##### PASSAGE

Maximal Update Parameterization (muP or μP)

Maximal update parameterization (henceforce muP; arXiv) is a initialization and learning rate scheme so you can tune many hyperparameters (but not all) on much smaller models, then transfer those tuned hyperparameters to a much larger model with confidence.

I recently read the joint Eleuther-Cerebras post on muP and decided I would implement it for some ViT training runs I had lined up. I had some bumps along the way and decided to document them for future me and others.

Note that I am training vision models, with dense inputs (pixels) and an unchanging number of classes (there is no concept of “vocab”).

Given a standard initialization of sampling from \(\mathcal{N}(0, 0.02^2)\), as transformer width increases, the mean L1 norm of activations at various points in the model will increase.

##########

OBJECTIVES:
[1] Duplicate a portion of the muP text, beginning at the words that have "Maximal update parameterization (henceforce" and stopping after "model will increase.".
[2] According to the muP text, why did the writer choose to document the experience of implementing muP?
These rows were drawn from a separate source, not from the muP text.

##### GIVEN ENTRIES

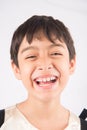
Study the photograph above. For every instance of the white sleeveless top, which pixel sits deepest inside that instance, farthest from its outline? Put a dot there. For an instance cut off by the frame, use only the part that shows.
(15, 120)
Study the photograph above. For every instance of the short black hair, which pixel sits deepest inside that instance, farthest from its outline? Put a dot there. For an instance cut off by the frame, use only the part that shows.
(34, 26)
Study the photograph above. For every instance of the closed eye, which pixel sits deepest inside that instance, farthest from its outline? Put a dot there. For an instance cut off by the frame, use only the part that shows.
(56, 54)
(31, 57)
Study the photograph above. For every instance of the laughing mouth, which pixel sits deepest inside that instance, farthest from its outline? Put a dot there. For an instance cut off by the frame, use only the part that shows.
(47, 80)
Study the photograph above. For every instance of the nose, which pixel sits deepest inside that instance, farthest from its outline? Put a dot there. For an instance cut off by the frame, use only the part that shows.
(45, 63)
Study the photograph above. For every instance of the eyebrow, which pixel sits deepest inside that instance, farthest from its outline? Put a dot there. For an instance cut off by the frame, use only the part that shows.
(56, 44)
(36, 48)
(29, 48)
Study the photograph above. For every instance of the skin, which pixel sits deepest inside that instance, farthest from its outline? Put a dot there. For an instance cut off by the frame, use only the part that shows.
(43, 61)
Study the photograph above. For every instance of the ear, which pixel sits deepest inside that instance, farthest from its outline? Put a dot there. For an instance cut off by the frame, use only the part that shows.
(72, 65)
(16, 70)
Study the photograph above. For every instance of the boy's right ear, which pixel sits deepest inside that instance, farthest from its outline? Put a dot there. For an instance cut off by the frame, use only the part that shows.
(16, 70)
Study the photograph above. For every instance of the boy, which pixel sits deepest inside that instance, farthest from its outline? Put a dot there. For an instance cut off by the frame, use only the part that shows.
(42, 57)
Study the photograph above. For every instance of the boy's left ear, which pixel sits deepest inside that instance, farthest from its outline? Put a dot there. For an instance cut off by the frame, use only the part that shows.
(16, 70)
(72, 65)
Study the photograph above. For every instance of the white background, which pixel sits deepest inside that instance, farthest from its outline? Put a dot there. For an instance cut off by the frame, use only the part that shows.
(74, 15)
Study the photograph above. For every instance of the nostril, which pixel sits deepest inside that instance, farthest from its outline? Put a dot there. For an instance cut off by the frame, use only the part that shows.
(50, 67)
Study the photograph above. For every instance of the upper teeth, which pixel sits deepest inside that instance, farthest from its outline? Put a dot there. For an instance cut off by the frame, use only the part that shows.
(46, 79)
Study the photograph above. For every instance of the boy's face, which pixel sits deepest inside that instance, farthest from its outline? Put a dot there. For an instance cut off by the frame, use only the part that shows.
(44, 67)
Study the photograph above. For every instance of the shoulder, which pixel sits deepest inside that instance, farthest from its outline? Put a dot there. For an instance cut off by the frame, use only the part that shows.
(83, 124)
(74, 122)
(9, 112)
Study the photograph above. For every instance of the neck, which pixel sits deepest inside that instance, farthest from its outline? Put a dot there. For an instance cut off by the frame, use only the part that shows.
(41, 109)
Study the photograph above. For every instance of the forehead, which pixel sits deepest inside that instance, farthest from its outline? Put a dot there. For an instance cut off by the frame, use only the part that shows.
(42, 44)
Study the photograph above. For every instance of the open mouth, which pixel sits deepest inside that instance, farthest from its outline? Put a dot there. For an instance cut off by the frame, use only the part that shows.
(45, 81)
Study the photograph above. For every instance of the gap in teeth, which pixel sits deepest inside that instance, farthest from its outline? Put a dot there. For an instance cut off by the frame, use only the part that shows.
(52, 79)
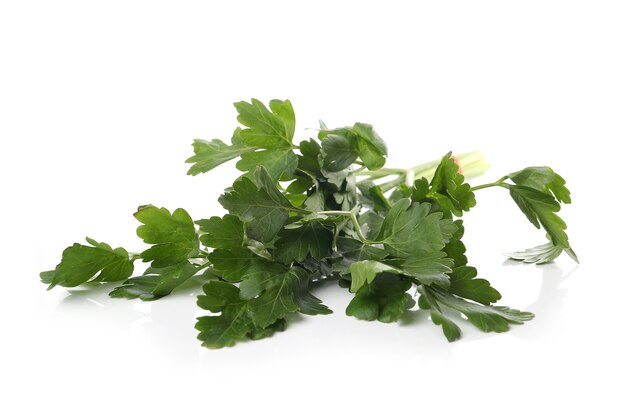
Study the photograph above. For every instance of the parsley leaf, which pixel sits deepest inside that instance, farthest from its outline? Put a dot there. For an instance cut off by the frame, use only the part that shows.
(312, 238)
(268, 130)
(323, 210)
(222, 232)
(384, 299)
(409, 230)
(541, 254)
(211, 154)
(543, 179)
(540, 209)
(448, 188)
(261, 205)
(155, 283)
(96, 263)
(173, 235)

##########
##### GIVEN ENTRIES

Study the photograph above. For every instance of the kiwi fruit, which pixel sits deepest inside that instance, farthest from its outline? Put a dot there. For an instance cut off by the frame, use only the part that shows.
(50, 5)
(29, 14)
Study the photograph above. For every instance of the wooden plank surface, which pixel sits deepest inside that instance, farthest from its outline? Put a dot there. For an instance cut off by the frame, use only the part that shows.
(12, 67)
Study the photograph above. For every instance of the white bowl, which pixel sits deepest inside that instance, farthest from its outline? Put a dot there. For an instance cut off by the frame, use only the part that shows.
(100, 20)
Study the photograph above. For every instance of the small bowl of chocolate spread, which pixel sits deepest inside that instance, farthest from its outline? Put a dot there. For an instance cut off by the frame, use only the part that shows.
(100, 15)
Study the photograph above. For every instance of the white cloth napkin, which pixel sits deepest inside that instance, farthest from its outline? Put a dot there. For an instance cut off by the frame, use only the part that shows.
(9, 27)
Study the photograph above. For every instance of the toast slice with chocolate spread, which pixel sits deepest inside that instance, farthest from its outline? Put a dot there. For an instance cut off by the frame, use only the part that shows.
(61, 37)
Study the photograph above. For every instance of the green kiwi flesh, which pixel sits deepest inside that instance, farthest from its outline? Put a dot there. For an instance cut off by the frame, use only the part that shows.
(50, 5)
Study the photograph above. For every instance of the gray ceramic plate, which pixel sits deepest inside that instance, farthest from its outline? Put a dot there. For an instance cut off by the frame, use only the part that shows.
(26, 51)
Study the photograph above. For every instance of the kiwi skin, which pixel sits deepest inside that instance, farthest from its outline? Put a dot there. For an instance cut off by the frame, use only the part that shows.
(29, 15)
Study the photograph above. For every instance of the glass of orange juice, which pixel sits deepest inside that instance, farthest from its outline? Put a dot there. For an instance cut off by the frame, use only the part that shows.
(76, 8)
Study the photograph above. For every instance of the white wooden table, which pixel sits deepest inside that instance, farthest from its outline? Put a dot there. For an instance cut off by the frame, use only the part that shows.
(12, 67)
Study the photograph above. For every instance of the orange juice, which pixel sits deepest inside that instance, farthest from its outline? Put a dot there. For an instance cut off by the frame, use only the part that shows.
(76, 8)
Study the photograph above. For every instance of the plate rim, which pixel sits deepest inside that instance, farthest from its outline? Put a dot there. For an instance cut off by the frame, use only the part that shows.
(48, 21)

##########

RESULTS:
[1]
Maximal update parameterization (henceforce muP; arXiv) is a initialization and learning rate scheme so you can tune many hyperparameters (but not all) on much smaller models, then transfer those tuned hyperparameters to a much larger model with confidence.

I recently read the joint Eleuther-Cerebras post on muP and decided I would implement it for some ViT training runs I had lined up. I had some bumps along the way and decided to document them for future me and others.

Note that I am training vision models, with dense inputs (pixels) and an unchanging number of classes (there is no concept of “vocab”).

Given a standard initialization of sampling from \(\mathcal{N}(0, 0.02^2)\), as transformer width increases, the mean L1 norm of activations at various points in the model will increase.

[2] The writer ran into some bumps while implementing muP for ViT training runs. They documented those bumps for their own future reference and for others.